» **Excerpted data**:
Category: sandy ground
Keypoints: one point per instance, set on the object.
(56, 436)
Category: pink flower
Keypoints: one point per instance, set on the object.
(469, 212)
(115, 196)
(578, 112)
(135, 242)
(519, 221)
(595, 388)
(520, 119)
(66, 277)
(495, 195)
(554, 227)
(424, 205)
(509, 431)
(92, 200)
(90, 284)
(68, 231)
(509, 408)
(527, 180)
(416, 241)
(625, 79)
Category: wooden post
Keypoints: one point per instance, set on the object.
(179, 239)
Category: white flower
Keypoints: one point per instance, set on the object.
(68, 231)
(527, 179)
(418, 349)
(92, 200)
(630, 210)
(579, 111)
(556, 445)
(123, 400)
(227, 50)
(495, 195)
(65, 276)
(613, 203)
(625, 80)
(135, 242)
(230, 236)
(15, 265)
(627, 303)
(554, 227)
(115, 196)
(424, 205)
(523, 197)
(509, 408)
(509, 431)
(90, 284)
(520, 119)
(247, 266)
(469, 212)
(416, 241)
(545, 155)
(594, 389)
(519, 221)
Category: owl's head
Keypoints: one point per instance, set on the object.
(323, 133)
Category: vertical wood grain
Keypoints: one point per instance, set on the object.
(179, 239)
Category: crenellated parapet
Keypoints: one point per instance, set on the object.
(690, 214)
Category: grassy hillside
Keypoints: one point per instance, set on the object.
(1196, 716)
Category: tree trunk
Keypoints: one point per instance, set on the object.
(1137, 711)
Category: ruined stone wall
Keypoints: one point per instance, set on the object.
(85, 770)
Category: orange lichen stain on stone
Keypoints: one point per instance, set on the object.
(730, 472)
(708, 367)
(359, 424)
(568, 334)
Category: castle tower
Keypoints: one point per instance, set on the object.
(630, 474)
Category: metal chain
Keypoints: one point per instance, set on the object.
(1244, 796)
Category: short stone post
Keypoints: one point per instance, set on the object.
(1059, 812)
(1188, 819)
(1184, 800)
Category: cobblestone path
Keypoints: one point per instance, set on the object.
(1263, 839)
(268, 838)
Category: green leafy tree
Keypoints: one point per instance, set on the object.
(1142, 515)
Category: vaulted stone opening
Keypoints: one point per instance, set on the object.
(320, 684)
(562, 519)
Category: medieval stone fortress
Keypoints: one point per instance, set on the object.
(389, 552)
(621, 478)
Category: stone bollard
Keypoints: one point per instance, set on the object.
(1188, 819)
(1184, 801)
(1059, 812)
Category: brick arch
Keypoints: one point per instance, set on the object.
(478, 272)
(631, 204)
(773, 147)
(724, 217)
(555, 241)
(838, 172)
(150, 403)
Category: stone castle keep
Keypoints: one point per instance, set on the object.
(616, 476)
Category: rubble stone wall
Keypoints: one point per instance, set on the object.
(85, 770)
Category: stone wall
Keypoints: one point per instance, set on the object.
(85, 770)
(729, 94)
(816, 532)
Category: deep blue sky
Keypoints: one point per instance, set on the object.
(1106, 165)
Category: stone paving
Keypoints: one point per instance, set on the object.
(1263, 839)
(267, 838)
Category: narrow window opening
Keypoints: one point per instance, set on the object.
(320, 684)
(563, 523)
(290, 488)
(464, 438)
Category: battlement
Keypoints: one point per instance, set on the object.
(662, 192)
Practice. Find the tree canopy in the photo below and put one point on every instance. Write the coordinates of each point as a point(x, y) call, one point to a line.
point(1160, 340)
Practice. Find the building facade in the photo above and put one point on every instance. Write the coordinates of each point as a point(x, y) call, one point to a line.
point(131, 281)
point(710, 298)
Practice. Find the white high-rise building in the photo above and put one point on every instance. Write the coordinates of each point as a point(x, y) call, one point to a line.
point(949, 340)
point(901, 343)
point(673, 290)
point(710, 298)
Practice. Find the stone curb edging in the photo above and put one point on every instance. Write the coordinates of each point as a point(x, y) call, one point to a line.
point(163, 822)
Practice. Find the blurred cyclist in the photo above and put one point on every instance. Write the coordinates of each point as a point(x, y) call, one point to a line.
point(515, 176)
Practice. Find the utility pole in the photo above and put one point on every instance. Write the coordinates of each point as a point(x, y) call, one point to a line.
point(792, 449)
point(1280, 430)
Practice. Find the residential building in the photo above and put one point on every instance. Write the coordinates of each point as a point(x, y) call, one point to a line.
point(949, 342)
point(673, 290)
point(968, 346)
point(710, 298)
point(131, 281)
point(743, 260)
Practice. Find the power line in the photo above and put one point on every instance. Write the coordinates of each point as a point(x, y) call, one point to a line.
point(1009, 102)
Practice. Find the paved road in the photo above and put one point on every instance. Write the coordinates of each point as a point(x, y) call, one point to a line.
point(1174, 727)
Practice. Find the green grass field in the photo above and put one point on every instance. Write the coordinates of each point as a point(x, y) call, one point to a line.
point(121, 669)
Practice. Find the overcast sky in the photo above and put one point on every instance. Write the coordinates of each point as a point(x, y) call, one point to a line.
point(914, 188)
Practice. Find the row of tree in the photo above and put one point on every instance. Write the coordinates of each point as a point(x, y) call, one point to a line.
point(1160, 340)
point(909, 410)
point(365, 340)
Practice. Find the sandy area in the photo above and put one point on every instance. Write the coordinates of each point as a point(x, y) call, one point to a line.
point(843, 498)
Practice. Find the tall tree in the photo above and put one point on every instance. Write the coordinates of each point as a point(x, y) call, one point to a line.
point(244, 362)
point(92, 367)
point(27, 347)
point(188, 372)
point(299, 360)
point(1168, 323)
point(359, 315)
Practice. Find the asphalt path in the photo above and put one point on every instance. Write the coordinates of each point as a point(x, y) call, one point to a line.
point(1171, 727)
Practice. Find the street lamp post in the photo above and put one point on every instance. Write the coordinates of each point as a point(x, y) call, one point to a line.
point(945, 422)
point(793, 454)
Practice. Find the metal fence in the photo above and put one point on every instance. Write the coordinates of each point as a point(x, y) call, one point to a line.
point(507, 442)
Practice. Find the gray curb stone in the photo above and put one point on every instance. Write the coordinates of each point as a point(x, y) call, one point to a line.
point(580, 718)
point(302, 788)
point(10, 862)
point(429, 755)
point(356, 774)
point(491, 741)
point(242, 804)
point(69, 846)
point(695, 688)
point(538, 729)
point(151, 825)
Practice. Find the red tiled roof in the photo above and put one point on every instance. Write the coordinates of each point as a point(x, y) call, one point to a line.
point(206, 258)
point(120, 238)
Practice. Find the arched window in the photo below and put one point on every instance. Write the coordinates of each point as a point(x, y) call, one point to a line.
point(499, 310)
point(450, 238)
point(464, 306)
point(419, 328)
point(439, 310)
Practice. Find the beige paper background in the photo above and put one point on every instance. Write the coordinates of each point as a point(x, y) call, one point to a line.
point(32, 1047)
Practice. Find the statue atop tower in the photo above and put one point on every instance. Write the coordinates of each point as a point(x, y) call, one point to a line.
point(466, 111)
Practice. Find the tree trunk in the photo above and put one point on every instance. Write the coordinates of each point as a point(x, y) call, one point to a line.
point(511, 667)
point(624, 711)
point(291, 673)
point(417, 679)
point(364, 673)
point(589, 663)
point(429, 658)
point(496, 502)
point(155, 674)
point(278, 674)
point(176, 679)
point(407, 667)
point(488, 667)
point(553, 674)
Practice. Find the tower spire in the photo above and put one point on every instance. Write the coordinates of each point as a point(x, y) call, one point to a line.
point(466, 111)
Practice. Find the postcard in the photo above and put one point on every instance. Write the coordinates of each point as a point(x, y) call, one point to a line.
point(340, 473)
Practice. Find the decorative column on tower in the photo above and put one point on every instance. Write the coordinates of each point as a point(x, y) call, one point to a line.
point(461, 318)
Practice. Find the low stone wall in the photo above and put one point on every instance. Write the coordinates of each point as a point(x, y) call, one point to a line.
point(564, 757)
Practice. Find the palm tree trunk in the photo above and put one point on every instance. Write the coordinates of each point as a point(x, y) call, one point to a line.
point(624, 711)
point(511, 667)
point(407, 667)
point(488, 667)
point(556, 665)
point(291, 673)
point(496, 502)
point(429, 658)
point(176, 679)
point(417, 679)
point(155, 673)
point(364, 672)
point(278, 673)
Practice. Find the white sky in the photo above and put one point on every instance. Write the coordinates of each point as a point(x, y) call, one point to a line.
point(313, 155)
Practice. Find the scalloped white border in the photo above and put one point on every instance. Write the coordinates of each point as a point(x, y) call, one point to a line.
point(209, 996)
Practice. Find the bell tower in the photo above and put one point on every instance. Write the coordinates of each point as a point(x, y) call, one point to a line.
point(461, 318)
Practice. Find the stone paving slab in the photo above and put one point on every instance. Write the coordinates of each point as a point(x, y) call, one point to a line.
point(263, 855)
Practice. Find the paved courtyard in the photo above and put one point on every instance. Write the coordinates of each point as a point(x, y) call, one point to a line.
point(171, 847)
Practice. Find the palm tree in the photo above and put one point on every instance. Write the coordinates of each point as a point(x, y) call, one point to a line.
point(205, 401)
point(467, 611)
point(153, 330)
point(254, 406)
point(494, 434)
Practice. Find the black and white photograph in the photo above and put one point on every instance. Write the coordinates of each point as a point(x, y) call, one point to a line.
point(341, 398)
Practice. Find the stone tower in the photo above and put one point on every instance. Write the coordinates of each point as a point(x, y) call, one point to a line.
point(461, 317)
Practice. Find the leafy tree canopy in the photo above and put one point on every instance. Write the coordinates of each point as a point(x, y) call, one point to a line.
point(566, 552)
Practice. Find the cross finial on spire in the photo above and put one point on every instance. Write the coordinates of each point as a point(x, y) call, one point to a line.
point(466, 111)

» **Problem details**: Exact repetition is required for the lines from the one that contains "Practice. Find the bell" through the final line; leave out everything else.

» **Answer to this exercise**:
Practice. Find the bell tower in the photo above and put one point on every instance. Write the coordinates of each point as a point(x, y) call, one point to a line.
point(461, 318)
Practice. Find the stone paving slab in the photo above and put one point on every instance. Write the coordinates of each point as a point(x, y) call, one point to a line.
point(263, 855)
Practice. Find the paved courtyard in the photo above and put one point on every instance. Write the coordinates of each point as a point(x, y) call, one point to a line.
point(171, 847)
Practice. Find the palm tree in the photo above and put one point on every instance. Write the coordinates of each point as a point(x, y) call, one point to a line.
point(205, 401)
point(467, 611)
point(153, 330)
point(254, 406)
point(494, 434)
Practice. Find the black and white photograph in the photo above and put one point on every instance. Write the coordinates of each point as a point(x, y) call, one point to a line.
point(341, 398)
Practice. Find the stone tower in the photo above and put one point on every instance. Write the coordinates of each point as a point(x, y) call, one point to a line.
point(461, 317)
Practice. Find the leafy tree canopy in the photo above and put one point on every instance. Write the coordinates of each point as a point(x, y) call, one point to a line.
point(566, 552)
Practice. Find the cross finial on spire in the photo above and put one point on every instance. Write the coordinates of each point as a point(x, y) call, one point to a line.
point(466, 111)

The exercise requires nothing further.